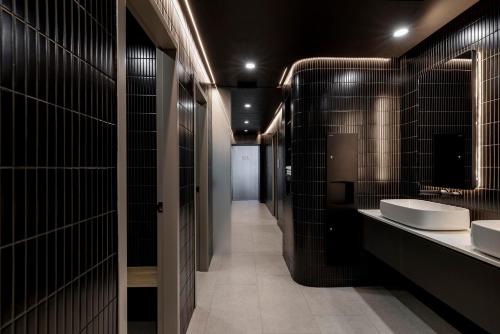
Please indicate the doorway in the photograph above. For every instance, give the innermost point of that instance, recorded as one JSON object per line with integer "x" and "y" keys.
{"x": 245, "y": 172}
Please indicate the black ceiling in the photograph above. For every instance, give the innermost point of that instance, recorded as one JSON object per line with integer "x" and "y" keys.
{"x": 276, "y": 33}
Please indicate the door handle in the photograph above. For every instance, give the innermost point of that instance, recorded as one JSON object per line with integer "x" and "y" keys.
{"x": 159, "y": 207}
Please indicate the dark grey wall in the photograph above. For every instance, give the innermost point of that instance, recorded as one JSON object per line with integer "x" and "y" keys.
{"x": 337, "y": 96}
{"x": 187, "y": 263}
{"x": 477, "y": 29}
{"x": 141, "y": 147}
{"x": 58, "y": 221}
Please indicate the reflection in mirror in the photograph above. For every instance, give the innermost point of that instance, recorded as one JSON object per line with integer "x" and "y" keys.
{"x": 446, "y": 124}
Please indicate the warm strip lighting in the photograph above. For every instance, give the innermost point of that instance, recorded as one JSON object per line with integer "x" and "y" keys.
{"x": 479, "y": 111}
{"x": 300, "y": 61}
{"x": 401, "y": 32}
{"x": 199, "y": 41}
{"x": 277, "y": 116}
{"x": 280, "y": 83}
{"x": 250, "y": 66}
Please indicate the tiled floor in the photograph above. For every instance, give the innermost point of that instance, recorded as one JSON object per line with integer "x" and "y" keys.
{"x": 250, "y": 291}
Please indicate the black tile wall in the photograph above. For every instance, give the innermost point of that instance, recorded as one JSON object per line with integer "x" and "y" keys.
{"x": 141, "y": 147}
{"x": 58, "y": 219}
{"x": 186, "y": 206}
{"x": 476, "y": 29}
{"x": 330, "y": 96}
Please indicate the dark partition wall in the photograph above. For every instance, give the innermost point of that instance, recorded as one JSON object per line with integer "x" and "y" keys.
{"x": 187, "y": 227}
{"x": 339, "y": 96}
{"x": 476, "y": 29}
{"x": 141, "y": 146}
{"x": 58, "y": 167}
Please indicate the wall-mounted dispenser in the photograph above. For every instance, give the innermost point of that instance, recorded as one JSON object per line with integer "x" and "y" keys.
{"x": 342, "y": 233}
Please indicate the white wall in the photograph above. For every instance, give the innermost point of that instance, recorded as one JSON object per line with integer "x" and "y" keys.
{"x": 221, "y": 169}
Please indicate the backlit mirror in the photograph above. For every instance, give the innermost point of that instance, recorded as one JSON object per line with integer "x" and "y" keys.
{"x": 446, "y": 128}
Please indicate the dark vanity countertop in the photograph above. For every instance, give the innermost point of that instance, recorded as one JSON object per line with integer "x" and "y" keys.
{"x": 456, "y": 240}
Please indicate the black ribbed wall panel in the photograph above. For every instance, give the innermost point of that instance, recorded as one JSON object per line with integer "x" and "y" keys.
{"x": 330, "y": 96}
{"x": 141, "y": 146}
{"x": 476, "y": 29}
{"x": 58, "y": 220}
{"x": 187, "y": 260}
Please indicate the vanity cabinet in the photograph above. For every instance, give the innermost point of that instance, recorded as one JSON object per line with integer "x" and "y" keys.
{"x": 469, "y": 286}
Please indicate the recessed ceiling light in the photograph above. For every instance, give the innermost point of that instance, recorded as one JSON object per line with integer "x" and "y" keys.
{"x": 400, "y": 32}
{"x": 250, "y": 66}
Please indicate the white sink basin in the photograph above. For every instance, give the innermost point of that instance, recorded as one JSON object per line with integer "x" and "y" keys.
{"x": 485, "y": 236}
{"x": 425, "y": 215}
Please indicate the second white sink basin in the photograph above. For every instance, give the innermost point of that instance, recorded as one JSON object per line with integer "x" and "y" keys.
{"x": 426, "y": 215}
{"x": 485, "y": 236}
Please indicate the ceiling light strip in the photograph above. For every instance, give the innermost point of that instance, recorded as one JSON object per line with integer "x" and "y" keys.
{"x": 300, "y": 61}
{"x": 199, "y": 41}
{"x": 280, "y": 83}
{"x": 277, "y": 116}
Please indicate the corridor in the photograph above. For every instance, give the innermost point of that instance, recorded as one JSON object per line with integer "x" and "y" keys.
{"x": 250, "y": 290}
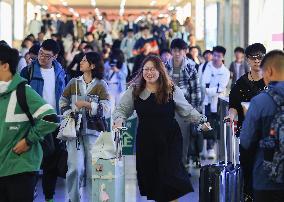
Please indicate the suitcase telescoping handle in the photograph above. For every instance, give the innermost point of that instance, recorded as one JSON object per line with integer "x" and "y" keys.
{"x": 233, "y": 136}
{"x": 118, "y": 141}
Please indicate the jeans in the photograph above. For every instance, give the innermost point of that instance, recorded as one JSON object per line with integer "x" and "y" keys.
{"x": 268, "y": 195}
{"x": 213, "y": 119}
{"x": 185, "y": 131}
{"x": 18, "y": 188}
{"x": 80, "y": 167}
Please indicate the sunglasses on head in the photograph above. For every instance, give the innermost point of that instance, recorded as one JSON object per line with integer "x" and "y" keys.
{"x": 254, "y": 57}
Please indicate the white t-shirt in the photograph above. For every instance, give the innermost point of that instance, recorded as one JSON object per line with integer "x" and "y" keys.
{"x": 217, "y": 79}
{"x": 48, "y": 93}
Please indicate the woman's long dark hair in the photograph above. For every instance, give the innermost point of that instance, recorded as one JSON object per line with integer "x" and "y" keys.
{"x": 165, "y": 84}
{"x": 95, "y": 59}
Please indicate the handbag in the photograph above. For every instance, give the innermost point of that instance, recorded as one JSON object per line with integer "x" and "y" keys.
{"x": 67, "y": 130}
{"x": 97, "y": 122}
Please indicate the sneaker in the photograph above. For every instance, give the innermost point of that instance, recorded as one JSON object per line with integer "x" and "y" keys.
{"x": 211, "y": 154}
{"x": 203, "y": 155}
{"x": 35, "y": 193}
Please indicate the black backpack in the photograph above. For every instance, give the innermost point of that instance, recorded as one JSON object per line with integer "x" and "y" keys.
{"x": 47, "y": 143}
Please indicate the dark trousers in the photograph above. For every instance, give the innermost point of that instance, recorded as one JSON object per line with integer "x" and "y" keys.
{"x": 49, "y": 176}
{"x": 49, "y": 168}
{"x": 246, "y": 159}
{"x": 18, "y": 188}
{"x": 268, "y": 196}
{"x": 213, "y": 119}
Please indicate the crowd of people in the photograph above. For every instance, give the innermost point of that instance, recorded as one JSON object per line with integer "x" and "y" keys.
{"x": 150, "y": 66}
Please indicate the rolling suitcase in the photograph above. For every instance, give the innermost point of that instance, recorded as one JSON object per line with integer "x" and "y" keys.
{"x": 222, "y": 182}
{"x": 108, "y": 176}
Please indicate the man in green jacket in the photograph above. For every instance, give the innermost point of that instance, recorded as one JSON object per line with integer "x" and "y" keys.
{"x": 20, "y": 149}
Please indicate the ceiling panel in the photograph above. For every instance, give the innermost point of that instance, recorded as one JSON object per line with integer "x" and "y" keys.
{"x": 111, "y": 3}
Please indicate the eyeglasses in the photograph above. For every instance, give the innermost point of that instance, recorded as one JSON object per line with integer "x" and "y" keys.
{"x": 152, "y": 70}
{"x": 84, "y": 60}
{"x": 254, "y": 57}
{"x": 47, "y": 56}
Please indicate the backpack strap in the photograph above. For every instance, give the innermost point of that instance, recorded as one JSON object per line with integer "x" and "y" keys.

THE TASK: Write out all of the data above exactly, pictures excluded.

FINISHED EXERCISE:
Please indicate the doorway in the photograph above. For every instance, give the innermost point of that instance, recorded as one JSON object per line with integer "x" and "y" keys.
{"x": 245, "y": 172}
Please indicate the black ceiling in the photograph above. For every instance, give the innermost point of that instance, recorded as one JSON object per line with integer "x" and "y" keys.
{"x": 276, "y": 33}
Please indicate the door handle in the photograph above. For every instance, give the innermost point of that instance, recorded as one JSON object per line with integer "x" and "y" keys.
{"x": 159, "y": 207}
Please indicate the dark grey wall in the photograph above. For every instance, give the innermost point of that instance, recorded as one JSON object per line with integer "x" and "y" keys.
{"x": 337, "y": 96}
{"x": 187, "y": 263}
{"x": 477, "y": 29}
{"x": 141, "y": 147}
{"x": 58, "y": 221}
Please indicate the reflection in mirror in the photograph above. For every instance, give the innermost point of that instance, recorded as one JSON object per line with integer "x" and "y" keys.
{"x": 446, "y": 124}
Please indicate the warm strip lighting in the photograph above. For every instance, give the innermost point of that instance, recorded as one JSON object per line with integer "x" and "y" keys.
{"x": 479, "y": 111}
{"x": 300, "y": 61}
{"x": 401, "y": 32}
{"x": 199, "y": 41}
{"x": 277, "y": 116}
{"x": 280, "y": 83}
{"x": 250, "y": 66}
Please indicate the tiled floor in the photograph above. For every instance, give the innermost point of that instance, recorded as one JSON object per line with integer "x" and "y" keys.
{"x": 250, "y": 291}
Please indicate the black tile wall in the photograph above. For every instance, give the innermost point of that instance, recorded as one JSON object per line with integer "x" and "y" keys.
{"x": 141, "y": 147}
{"x": 58, "y": 219}
{"x": 186, "y": 206}
{"x": 476, "y": 29}
{"x": 330, "y": 96}
Please indicate the dark partition wall in the photograph above. For every instance, give the innermost point of that instance, recorded as one JSON object per line with integer "x" and "y" keys.
{"x": 187, "y": 227}
{"x": 339, "y": 96}
{"x": 476, "y": 29}
{"x": 141, "y": 146}
{"x": 58, "y": 167}
Please indicate the wall-mounted dispenser in the photograph above. For every instance, give the innermost point of that instance, recorded as one JSON object per line with integer "x" and "y" keys.
{"x": 342, "y": 233}
Please indicate the white wall in the photograph above. For every instance, give the innermost point of that instance, recorded as one JSON object per line with integer "x" and "y" keys.
{"x": 221, "y": 169}
Please indicate the backlit mirror in the photograph above. For every instance, give the innermost point of that instance, recorded as one JSON object per line with integer "x" and "y" keys.
{"x": 446, "y": 128}
Please indicate the dark vanity countertop in the photograph above. For every instance, give the innermost point of that instance, recorded as one JSON object per line with integer "x" and "y" keys.
{"x": 456, "y": 240}
Please indicate the black ribbed wall panel in the photograph above. For every instance, give the innermost point of that instance, recorded as one JSON object per line with integer "x" and "y" keys.
{"x": 330, "y": 96}
{"x": 141, "y": 146}
{"x": 476, "y": 29}
{"x": 58, "y": 220}
{"x": 187, "y": 260}
Please indicate the vanity cabinet in the photograph above. For every instance, give the innermost point of that instance, recorded as one JSON object per line with integer "x" and "y" keys.
{"x": 469, "y": 286}
Please indicate the recessed ceiling light in the photograph above. For every instance, give the innermost point of that instance, recorded as one JSON object per line with integer "x" and "y" keys.
{"x": 400, "y": 32}
{"x": 250, "y": 66}
Please indicate the white sink basin in the photograph above. For every instance, give the innermost point of that instance, recorded as one JSON object per line with integer "x" and "y" keys.
{"x": 485, "y": 236}
{"x": 425, "y": 215}
Please indicate the second white sink basin in the photograph above. For every instance, give the innermost point of that instance, recorded as one JSON object per line with integer "x" and "y" keys.
{"x": 426, "y": 215}
{"x": 485, "y": 236}
Please indicate the ceiling light strip in the photograph above. For every instance, give the innermost point of that instance, recorded as one JSON object per line with integer "x" and "y" keys.
{"x": 300, "y": 61}
{"x": 199, "y": 41}
{"x": 280, "y": 83}
{"x": 277, "y": 116}
Please indicate the corridor in the photograph above. For every instance, give the innermost point of that instance, recorded as one JSON object per line with integer "x" and "y" keys.
{"x": 250, "y": 290}
Please indicate the suitcase telescoping handle in the photograph above. For every instance, give the innermost point of that instance, recorded as one JSON object per line with integer "x" and "y" keys.
{"x": 233, "y": 136}
{"x": 118, "y": 141}
Please indicate the jeans in the photograph above. For every instance, give the innermost point of that instance, recorded as one JSON object per line with integer "x" and "y" keys.
{"x": 268, "y": 195}
{"x": 213, "y": 119}
{"x": 185, "y": 131}
{"x": 18, "y": 188}
{"x": 80, "y": 167}
Please indicate the sunglasses on head in the photograph above. For every instance, give the innermost point of that instance, recorded as one JSON object per line with integer "x" and "y" keys.
{"x": 254, "y": 57}
Please indicate the white t-shirt in the photograph above. For every instance, give the innermost point of that instance, recorded as one JSON object per line with integer "x" and "y" keys.
{"x": 217, "y": 79}
{"x": 48, "y": 93}
Please indicate the woman's long dark hair in the photograph above. For every instance, give the innermost point of that instance, recorded as one JSON object per line with integer "x" and "y" keys.
{"x": 165, "y": 84}
{"x": 95, "y": 59}
Please indicate the handbag in the photograph above. For every instance, give the innermost point of that instance, recorded as one JSON object per line with integer "x" and "y" keys.
{"x": 67, "y": 130}
{"x": 97, "y": 122}
Please indicate the sneaker in the photograph above. For every instance, give the innermost point of that instance, recorded as one JSON object per line with integer "x" and "y" keys.
{"x": 211, "y": 154}
{"x": 203, "y": 155}
{"x": 35, "y": 193}
Please indicate the black backpack in the photograph above. For every instance, give the innermost point of that instance, recorded as one JSON object per line with integer "x" and "y" keys.
{"x": 47, "y": 143}
Please indicate the dark trousers in the photograph above. For every instance, give the innermost point of that instance, recorded as one JSON object per line with integer "x" and "y" keys.
{"x": 49, "y": 176}
{"x": 49, "y": 168}
{"x": 246, "y": 159}
{"x": 18, "y": 188}
{"x": 268, "y": 196}
{"x": 213, "y": 119}
Please indicate the crowd of people in the photograph above. For every instance, give the innermost point of that instance, recorded as one JSON object per line with integer "x" and "y" keys.
{"x": 150, "y": 66}
Please indicate the rolling suitcase in the photograph above. For every instance, give the innermost point of that instance, recorded as one JSON object per line with integer "x" and "y" keys.
{"x": 222, "y": 182}
{"x": 108, "y": 176}
Please indicate the man in green jacket in the photograph above. For every instance, give the innermost point of that instance, recorded as one JSON object per line with integer "x" and "y" keys.
{"x": 20, "y": 149}
Please indicate the ceiling panel in the photograph above. For every instance, give the innermost point of that instance, recorded as one JSON object per line with integer "x" and "y" keys.
{"x": 111, "y": 3}
Please indicate the eyeglasses in the photograph above. For every instance, give the innermost point of that instance, recorded as one JSON object per line with integer "x" and "y" keys.
{"x": 152, "y": 70}
{"x": 84, "y": 60}
{"x": 254, "y": 57}
{"x": 47, "y": 56}
Please indicate the backpack strap in the photograph above. For every instance, give the innermost point of that instance, recorded as one JSON object per line with integer "x" and "y" keys.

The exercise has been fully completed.